▸ EXCERTO SELECIONADO:
________________

Há uns tempos atrás num antigo trabalho que eu tinha do qual tive a brilhante ideia de sair (não estou mesmo a ser irónica) numa das boleias que a minha chefe na altura insistia em dar-me sem ser de todo preciso pois a minha casa ficava a 15 minutos a pé do local de trabalho, tive o infeliz episódio de perceber quando já tinha aceite a boleia, que á boleia ía também aquele meu colega que nunca ninguém percebeu porque foi privilegiado, mas a vida é assim certo, uns caem nas boas graças outros não, os motivos podem ser muito difíceis de aceitar quando não são trabalho sério e responsável demonstrado, mas isso é outra história que fica para outro capítulo.
Esse meu colega era homossexual, assumido e daqueles que faz questão de gritar aos 4 ventos que é ( como nenhum homem ou mulher hetero fazem ), era mesmo um daqueles apelidados “bichas” que vão buscar o pior que as mulheres têm e tornam-no como características suas. E falo da sexualidade dele porque isso nunca foi problema para mim, sou bissexual mas não faço questão de bradá-lo aos 4 ventos, até porque sabemos (quando são duas mulheres isso não é um grande problema social certo?), sempre respeitei a sexualidade dos outros como respeito a liberdade dos outros de serem o que bem entendem contando que não prejudiquem ninguém. Mas a questão aqui é que até áquele dia eu acreditava que as minorias de um certo tipo respeitavam outras minorias de um outro certo tipo. Por exemplo?

________________

▸ DADOS DE ORIGEM:

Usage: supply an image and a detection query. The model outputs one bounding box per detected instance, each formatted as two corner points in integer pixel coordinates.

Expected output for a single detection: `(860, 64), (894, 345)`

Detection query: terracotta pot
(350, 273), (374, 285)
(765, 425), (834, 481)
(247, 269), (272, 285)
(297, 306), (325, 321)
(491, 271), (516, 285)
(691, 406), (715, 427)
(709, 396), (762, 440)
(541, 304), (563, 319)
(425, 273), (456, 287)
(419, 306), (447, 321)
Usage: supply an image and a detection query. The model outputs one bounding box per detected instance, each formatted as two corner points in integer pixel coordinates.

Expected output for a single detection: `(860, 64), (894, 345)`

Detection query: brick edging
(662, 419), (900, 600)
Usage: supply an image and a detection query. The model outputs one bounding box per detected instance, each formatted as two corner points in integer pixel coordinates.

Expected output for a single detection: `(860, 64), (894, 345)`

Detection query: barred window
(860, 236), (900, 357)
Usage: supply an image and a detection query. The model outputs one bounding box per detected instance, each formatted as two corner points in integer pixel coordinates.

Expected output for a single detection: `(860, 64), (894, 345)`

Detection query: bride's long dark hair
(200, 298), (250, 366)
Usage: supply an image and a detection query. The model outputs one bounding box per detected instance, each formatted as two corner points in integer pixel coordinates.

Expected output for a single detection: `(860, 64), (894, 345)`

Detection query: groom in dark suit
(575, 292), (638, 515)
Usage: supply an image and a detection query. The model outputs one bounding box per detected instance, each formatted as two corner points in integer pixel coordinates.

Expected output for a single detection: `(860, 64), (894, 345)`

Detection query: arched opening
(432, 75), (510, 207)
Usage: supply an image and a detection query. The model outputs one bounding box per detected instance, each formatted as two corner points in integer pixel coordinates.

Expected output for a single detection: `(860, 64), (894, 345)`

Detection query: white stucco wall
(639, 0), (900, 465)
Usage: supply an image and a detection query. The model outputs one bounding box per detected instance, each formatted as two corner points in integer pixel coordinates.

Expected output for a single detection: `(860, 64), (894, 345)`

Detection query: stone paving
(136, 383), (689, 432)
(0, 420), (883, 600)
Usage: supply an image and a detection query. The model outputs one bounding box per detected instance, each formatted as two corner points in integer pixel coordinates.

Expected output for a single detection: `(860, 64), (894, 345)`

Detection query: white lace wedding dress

________________

▸ INSTRUÇÕES:
1. Transcreve do excerto sobre a boleia da antiga chefe o trecho que abre com as palavras "Esse meu colega" e fecha com "tipo. Por exemplo?".
2. Segundo o excerto sobre a boleia da antiga chefe, a quantos minutos a pé do local de trabalho ficava a casa de quem escreve?
3. Escreve a continuação do excerto sobre a boleia da antiga chefe a partir do ponto em que ele termina.
Os registos não fazem falta para nada do que aqui se pede.

▸ RESPOSTAS POR TAREFA:
1.
Esse meu colega era homossexual, assumido e daqueles que faz questão de gritar aos 4 ventos que é ( como nenhum homem ou mulher hetero fazem ), era mesmo um daqueles apelidados “bichas” que vão buscar o pior que as mulheres têm e tornam-no como características suas. E falo da sexualidade dele porque isso nunca foi problema para mim, sou bissexual mas não faço questão de bradá-lo aos 4 ventos, até porque sabemos (quando são duas mulheres isso não é um grande problema social certo?), sempre respeitei a sexualidade dos outros como respeito a liberdade dos outros de serem o que bem entendem contando que não prejudiquem ninguém. Mas a questão aqui é que até áquele dia eu acreditava que as minorias de um certo tipo respeitavam outras minorias de um outro certo tipo. Por exemplo?

2. A 15 minutos a pé.

3.
Eu sou feminista por várias razões que não vêm ao caso, sou mulher, sou vegana, sou portanto uma minoria que respeita e sente-se empática com outras causas também elas justas e minorias como a descriminação racial, as questões de emigração, os direitos dos animais, etc.
Ora nessa noite tentei criar uma simples conversa casual para o clima não ficar demasiado gélido, já que o “Paulo”, chamemo-lo de Paulo, por alguma razão misteriosa não gostava de mim desde o ínicio. Talvez fosse porque eu não fugia ao trabalho e não era muito de conversas. A conversa casual não resultou, o Paulo tinha ouvido dizer que eu não queria ter filhos e como sempre comportou-se não só como se todo o negócio fosse dele como também o meu útero lhe pertencesse.
Ele perguntou-me o porquê e eu justifiquei como sempre o faço quando percebo que não há a possibilidade de uma conversa produtiva: “porque nunca tive vontade”.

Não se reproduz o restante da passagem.